## EXERCISE
Provide the data again in its entirety, exactly as given.

## THE DATA
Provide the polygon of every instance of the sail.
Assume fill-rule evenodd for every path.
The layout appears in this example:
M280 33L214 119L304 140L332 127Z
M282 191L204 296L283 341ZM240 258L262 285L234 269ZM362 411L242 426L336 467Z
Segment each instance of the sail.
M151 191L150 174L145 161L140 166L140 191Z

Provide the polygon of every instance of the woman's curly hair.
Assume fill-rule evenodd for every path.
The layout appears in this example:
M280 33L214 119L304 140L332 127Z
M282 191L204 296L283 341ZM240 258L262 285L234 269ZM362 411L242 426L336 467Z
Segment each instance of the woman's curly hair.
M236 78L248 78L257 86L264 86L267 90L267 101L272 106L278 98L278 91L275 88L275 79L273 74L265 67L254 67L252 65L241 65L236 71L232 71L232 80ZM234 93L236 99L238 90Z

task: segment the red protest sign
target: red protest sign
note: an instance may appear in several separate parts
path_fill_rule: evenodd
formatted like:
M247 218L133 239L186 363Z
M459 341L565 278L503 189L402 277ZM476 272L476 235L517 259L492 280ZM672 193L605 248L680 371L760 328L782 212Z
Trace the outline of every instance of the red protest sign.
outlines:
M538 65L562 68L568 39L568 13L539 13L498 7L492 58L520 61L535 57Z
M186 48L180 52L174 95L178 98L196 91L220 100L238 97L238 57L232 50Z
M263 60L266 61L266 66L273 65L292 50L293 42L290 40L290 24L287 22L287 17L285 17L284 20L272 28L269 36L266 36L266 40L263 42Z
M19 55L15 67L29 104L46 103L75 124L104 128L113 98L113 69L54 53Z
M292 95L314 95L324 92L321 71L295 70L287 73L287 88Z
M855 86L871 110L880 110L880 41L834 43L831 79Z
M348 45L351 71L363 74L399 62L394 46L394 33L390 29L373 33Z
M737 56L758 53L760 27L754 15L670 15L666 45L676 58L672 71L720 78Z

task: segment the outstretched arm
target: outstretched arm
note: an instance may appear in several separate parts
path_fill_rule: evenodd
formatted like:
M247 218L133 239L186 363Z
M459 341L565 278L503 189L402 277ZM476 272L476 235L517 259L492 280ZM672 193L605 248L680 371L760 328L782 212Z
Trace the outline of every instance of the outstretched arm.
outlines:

## ANSWER FOR THIS EXERCISE
Provide the polygon of every instance of the sail.
Assume fill-rule evenodd for every path.
The layout appears in this example:
M280 33L214 119L304 140L332 127Z
M282 191L204 296L283 341ZM240 258L262 285L234 269ZM362 411L242 426L336 467Z
Segment each instance of the sail.
M151 191L150 174L145 161L140 166L140 191Z

Provide the polygon of every instance of the woman's curly hair.
Assume fill-rule evenodd for every path.
The layout appears in this example:
M280 33L214 119L304 140L332 127Z
M282 191L204 296L283 341ZM240 258L262 285L234 269ZM362 411L242 426L336 467Z
Segment each instance of the woman's curly hair.
M236 78L248 78L257 86L264 86L267 90L267 101L272 106L278 98L278 91L275 88L275 79L273 74L265 67L254 67L252 65L241 65L236 71L232 71L232 80ZM234 93L236 99L238 90Z

task: segment the red protest sign
target: red protest sign
note: an instance may appear in several separate parts
path_fill_rule: evenodd
formatted like:
M247 218L133 239L186 363Z
M459 341L565 278L503 189L402 277ZM476 272L476 235L517 259L492 280ZM672 193L605 248L680 371L760 328L782 212Z
Trace the outline of every instance of the red protest sign.
outlines:
M538 65L562 68L568 39L568 13L539 13L498 7L492 58L520 61L535 57Z
M186 48L180 52L174 95L178 98L196 91L220 100L238 97L238 57L232 50Z
M263 60L266 61L266 66L273 65L292 50L293 42L290 40L290 24L287 22L287 17L285 17L284 20L272 28L269 36L266 36L266 40L263 42Z
M19 55L15 67L29 104L46 103L75 124L104 128L113 98L113 69L54 53Z
M292 95L314 95L324 92L321 71L295 70L287 73L287 88Z
M855 86L871 110L880 110L880 41L834 43L831 79Z
M348 45L351 71L363 74L399 62L394 46L394 33L390 29L373 33Z
M737 56L758 53L760 27L754 15L670 15L666 45L676 58L672 71L720 78Z

task: segment the outstretched arm
target: outstretched arm
note: an instance may appear in several separate parts
path_fill_rule: evenodd
formatted like:
M247 218L133 239L186 363Z
M459 341L565 278L503 189L402 277ZM476 272L476 235L517 259L492 280ZM672 193L605 248L680 371L760 328L782 212Z
Trace the outline of every instance of the outstretched arm.
outlines:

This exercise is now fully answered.